Given instruction 1 | In the passage on path integrals in quantum field theory, why does Salmhofer's book say one deals with infinitely many particles?
Given instruction 2 | Continue the passage on path integrals in quantum field theory, starting after its last sentence.

Document extract |
════════════════
Before posting my question, let me make some remarks:

**[MS]** Salmhofer's book on renormalization begins with a nice discussion on Feynman's path integral. At some point, the author states the following:

In quantum field theory, one is not dealing with a single particle, but with infinitely many particles, because one has to account for the creation and annihilation of particles. One can formally write down a Hamiltonian, but it becomes very difficult to give a mathematical definition of it.

We shall simply define the theory by the functional integral.

**[AA]** I think in the same spirit of the above statement, Abdelmalek's paper on QFT for mathematicians states that, from the mathematical point of view, the fundamental problem is to give meaning to and study the properties of integrals of the form:
\begin{eqnarray}
\mathbb{E}[\mathcal{O}_{A_{1}}(x_{1})\cdots \mathcal{O}_{A_{n}}(x_{n})] = \frac{\int_{\mathcal{F}}\mathcal{O}_{A_{1}}(x_{1})\cdots \mathcal{O}_{A_{n}}(x_{n})e^{-S(\phi)}D\phi}{\int_{\mathcal{F}}e^{-S(\phi)}D\phi}\tag{1}\label{1}.
\end{eqnarray}

Now, I'd like to understand both these statements, in particular the one in bold typed in [MS].
════════════════
Dataset excerpts on pointing at objects:

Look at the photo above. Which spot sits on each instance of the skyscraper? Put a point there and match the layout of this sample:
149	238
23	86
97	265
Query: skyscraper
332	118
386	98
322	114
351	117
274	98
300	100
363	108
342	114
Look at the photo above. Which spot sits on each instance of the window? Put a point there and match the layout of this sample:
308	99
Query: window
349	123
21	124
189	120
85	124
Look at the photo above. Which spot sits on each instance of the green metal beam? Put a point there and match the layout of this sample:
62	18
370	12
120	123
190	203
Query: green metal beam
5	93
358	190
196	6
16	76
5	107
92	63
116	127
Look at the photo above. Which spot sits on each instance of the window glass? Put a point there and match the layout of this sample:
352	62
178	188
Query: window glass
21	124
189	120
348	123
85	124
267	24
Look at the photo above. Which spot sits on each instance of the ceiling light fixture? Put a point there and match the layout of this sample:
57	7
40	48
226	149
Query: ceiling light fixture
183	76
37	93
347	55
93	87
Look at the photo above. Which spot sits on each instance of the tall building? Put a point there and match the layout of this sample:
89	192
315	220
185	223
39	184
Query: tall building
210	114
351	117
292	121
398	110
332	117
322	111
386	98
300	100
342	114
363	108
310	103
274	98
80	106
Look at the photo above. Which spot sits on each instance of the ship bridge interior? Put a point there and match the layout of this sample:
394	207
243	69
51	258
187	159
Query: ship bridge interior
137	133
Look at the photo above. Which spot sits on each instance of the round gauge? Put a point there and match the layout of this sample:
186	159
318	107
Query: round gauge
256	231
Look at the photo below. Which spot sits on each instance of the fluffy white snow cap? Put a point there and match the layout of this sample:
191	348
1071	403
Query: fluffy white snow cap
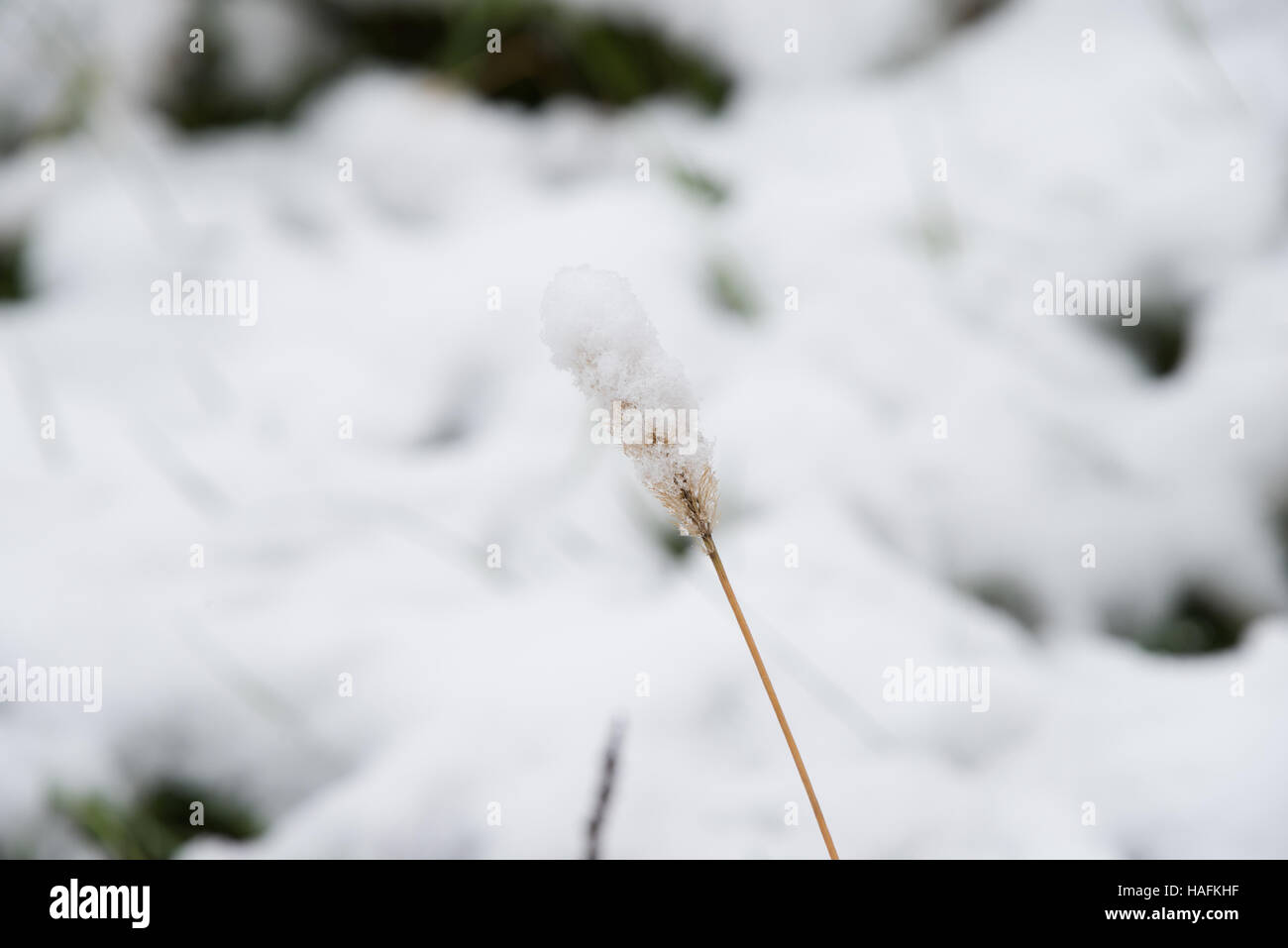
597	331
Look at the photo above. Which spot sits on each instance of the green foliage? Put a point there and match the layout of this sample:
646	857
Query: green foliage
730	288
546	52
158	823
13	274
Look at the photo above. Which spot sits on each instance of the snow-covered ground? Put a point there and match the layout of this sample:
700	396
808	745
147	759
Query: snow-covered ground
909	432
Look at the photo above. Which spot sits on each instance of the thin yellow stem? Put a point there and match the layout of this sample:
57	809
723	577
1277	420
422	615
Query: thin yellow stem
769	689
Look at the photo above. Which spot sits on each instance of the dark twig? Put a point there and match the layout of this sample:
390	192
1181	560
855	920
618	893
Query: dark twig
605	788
════════════════
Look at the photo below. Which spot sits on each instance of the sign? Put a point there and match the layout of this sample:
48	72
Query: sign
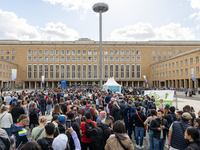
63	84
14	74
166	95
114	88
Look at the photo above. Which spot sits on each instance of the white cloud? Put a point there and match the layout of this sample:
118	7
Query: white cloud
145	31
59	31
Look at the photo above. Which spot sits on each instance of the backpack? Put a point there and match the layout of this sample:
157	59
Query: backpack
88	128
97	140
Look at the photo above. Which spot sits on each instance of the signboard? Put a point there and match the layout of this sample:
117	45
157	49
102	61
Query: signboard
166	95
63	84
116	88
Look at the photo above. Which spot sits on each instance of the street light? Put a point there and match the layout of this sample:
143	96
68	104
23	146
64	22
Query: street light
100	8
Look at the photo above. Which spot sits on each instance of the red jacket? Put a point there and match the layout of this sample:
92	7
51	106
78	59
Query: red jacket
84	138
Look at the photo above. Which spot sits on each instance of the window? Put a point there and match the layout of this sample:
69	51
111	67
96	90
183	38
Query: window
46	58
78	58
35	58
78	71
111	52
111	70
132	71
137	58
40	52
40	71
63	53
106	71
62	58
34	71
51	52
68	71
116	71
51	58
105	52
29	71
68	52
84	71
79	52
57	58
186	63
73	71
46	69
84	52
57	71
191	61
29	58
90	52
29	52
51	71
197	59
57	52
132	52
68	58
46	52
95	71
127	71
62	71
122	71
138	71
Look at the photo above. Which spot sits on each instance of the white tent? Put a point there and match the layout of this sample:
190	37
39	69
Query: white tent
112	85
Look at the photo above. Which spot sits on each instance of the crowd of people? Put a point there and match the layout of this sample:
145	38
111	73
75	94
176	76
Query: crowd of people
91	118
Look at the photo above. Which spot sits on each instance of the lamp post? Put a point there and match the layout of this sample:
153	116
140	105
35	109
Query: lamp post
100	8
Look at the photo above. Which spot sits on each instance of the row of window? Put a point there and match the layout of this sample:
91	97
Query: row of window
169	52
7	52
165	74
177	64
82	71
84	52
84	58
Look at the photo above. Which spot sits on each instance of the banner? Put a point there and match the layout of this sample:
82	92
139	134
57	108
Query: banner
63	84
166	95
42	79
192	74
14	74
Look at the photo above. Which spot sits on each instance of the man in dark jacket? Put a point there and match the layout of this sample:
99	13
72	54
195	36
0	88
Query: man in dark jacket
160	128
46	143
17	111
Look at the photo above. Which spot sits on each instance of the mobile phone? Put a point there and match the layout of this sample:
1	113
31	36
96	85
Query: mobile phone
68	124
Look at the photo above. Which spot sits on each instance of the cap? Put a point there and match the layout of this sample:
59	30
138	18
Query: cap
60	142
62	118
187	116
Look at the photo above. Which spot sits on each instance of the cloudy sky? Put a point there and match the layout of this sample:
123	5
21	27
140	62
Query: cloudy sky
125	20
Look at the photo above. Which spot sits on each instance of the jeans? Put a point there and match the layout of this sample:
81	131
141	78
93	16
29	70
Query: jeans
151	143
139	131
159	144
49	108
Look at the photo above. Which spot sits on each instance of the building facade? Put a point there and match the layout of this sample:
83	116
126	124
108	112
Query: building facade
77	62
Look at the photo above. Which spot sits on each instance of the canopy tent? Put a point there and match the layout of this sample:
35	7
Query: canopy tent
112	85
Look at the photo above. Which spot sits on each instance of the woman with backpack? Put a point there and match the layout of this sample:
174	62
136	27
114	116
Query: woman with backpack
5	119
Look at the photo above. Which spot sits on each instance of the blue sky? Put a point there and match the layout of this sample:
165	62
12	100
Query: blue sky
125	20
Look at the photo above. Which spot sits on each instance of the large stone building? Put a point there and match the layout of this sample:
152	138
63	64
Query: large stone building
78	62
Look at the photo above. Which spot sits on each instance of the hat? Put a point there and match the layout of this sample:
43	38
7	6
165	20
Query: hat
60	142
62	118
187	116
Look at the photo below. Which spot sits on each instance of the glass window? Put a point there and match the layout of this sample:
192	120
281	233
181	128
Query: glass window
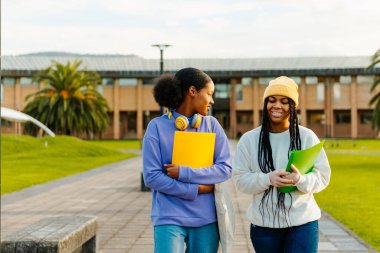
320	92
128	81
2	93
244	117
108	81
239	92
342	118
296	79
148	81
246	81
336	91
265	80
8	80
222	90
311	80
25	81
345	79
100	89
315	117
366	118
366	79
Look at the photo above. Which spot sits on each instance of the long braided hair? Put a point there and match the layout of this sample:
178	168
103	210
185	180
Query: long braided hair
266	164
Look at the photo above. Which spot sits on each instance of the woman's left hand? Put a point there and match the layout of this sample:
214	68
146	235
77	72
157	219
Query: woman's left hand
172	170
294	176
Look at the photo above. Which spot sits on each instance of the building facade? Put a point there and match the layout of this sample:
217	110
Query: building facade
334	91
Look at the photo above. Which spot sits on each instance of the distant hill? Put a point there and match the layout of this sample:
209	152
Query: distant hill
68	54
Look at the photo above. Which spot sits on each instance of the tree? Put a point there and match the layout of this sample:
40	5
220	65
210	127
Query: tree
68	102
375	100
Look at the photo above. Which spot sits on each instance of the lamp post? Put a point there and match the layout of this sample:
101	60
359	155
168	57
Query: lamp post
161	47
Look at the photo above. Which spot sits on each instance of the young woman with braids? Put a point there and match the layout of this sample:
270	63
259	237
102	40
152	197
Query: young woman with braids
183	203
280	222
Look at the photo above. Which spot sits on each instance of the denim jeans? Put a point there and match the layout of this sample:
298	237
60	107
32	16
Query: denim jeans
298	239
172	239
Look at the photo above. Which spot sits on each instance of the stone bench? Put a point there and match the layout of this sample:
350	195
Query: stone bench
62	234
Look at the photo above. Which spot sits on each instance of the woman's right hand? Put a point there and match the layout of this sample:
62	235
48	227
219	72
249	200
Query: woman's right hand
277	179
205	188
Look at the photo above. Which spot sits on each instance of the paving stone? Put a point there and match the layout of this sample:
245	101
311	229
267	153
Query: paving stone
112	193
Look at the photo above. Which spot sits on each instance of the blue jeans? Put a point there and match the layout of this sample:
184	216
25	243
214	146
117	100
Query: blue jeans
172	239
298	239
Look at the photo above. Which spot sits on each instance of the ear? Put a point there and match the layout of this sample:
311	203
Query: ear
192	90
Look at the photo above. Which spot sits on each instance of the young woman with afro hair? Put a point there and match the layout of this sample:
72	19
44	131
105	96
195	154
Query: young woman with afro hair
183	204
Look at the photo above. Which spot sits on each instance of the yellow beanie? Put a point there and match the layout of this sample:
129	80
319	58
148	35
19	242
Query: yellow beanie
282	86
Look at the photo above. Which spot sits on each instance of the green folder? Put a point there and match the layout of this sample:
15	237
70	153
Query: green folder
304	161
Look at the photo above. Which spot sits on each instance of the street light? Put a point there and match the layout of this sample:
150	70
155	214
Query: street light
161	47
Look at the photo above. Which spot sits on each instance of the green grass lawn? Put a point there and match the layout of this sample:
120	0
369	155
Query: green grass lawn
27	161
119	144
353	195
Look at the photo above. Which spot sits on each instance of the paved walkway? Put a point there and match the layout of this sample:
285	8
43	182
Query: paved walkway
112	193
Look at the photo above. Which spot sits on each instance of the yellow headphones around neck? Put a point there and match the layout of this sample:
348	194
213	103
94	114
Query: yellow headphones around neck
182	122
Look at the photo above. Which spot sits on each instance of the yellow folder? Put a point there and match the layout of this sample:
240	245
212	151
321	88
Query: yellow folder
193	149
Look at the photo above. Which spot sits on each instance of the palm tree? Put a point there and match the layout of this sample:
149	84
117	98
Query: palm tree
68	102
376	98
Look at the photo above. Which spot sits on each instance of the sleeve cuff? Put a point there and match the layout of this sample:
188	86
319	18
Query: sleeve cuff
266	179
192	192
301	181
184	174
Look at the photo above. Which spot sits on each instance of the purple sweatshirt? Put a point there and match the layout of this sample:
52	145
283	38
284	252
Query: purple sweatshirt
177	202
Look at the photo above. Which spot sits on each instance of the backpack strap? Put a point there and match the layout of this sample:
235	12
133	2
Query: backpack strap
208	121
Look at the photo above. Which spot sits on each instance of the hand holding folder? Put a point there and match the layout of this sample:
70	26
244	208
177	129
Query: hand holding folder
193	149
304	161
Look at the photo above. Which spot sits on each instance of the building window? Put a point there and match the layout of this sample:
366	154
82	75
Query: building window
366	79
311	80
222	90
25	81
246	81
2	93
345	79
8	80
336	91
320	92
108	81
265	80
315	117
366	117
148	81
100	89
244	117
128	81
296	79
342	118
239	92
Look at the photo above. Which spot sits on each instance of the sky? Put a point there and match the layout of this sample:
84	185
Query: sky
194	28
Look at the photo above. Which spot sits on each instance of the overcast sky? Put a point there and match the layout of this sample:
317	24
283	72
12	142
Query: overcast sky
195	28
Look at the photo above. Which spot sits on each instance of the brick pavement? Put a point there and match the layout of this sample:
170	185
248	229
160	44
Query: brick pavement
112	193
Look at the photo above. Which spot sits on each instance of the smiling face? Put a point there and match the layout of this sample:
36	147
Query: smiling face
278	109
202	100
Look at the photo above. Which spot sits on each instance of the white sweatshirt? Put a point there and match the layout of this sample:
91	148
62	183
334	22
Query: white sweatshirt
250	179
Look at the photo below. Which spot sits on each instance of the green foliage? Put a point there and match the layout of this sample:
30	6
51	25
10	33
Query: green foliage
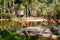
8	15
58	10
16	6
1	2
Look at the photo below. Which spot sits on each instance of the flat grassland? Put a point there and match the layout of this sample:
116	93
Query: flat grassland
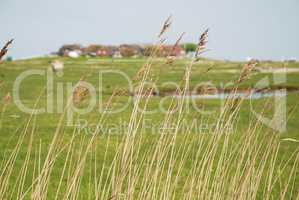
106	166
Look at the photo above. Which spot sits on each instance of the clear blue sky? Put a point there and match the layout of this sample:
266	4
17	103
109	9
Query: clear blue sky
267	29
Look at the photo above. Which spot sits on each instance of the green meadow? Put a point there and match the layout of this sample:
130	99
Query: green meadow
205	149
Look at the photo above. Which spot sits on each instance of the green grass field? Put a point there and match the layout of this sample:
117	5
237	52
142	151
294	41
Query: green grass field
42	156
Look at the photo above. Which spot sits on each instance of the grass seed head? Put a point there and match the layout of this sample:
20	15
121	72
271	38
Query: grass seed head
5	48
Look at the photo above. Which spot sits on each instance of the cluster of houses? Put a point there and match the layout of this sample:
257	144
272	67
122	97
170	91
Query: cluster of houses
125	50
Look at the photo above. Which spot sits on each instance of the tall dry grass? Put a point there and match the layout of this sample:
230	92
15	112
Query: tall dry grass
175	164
════════════════
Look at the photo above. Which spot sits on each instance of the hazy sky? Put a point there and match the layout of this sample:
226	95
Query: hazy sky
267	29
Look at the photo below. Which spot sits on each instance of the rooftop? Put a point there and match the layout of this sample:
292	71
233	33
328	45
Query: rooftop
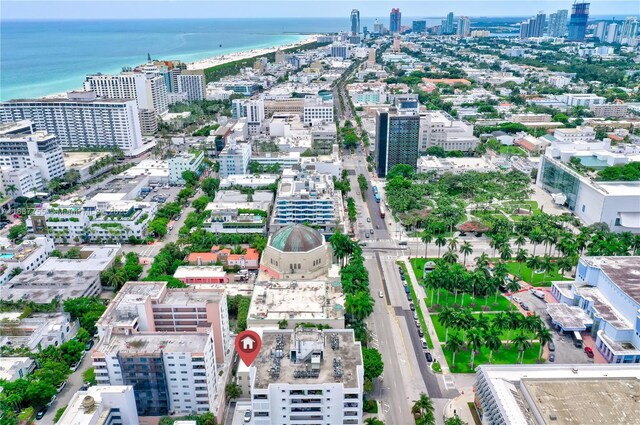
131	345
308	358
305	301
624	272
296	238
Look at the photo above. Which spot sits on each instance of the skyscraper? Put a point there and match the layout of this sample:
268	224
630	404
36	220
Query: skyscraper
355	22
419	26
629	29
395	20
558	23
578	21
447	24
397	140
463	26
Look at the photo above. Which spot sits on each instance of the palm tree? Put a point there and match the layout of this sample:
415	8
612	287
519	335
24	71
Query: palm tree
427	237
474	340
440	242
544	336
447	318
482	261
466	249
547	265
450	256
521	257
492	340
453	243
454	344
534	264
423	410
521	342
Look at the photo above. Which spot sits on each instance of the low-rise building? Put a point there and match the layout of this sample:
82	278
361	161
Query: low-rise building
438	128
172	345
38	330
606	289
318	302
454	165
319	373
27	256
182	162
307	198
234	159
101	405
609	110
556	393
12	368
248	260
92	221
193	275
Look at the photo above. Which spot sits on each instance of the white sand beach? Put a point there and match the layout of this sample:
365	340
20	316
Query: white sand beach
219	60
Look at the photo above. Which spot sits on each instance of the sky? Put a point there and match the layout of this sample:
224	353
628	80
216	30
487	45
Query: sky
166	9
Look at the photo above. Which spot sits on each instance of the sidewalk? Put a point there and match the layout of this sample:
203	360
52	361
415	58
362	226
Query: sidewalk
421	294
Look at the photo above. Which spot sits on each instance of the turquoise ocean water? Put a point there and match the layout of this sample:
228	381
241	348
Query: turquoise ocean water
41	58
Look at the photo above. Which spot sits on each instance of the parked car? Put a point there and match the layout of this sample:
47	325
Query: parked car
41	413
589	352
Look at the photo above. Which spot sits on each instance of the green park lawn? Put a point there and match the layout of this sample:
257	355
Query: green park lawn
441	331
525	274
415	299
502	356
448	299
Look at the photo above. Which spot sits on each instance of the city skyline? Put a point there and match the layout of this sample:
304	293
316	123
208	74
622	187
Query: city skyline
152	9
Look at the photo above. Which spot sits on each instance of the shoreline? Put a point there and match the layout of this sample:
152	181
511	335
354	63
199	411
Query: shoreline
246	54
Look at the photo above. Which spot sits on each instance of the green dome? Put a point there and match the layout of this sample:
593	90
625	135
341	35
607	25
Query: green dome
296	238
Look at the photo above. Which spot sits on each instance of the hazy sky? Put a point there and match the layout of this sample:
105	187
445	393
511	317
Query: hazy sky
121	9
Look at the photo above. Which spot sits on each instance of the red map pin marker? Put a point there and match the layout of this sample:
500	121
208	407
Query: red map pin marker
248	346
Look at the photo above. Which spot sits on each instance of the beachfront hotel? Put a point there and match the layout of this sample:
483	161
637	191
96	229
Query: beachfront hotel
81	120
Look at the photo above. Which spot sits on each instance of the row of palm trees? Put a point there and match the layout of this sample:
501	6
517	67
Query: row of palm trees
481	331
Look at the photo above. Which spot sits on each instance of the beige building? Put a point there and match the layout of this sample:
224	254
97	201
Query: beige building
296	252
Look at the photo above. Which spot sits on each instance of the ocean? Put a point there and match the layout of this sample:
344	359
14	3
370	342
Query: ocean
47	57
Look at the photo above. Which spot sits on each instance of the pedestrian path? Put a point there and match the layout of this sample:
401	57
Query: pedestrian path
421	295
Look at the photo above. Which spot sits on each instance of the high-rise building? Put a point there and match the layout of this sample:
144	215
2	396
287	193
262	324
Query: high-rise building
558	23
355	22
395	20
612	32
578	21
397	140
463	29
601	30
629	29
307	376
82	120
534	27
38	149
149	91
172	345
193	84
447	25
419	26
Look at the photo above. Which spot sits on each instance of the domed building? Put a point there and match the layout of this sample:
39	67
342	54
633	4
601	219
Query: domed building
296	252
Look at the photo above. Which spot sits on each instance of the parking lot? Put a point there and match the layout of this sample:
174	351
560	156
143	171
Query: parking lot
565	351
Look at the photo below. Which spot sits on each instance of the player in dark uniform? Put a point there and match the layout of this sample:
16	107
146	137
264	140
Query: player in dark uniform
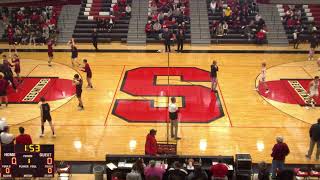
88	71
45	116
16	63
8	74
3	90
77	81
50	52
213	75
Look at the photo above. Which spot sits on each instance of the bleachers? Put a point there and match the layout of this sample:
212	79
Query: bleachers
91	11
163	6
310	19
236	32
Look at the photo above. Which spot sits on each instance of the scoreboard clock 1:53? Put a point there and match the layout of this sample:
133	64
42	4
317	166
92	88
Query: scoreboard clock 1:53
════════════════
Expected output 1 | Because one has to account for the creation and annihilation of particles.

Expected output 2 |
**[EW; BS]** As discussed in Edson de Faria and Wellington de Melo's book and Reed & Simon's book, a first mathematical description of QFT was given by Garding and Wightman. They proposed a set of axioms, known today as Wightman axioms, which defines mathematically what we mean by a quantum field theory. This is called Axiomatic QFT. Also, there is a famous result called the Wightman reconstruction theorem which states that one can completely recover a QFT from its Wightman correlations functions.

QFT and Euclidean QFT are related by a Wick rotation to imaginary time. As a consequence, Wightman correlation functions become Schwinger functions and a set of axioms for Schwinger functions can also be defined. These axioms are called Osterwalder-Schrader axioms. As before, there is a reconstruction theorem which states that the Euclidean QFT can be fully recovered from its Schwinger functions.

Concerning the above discussion, I have two questions:

**Q1:** Are these reconstruction theorems the reason for both statements [MS] and [AA]? In other words, is Euclidean QFT's mathematical description basically a study of Schwinger functions (and, thus, functional integrals) because the underlying QFT can be recovered from them?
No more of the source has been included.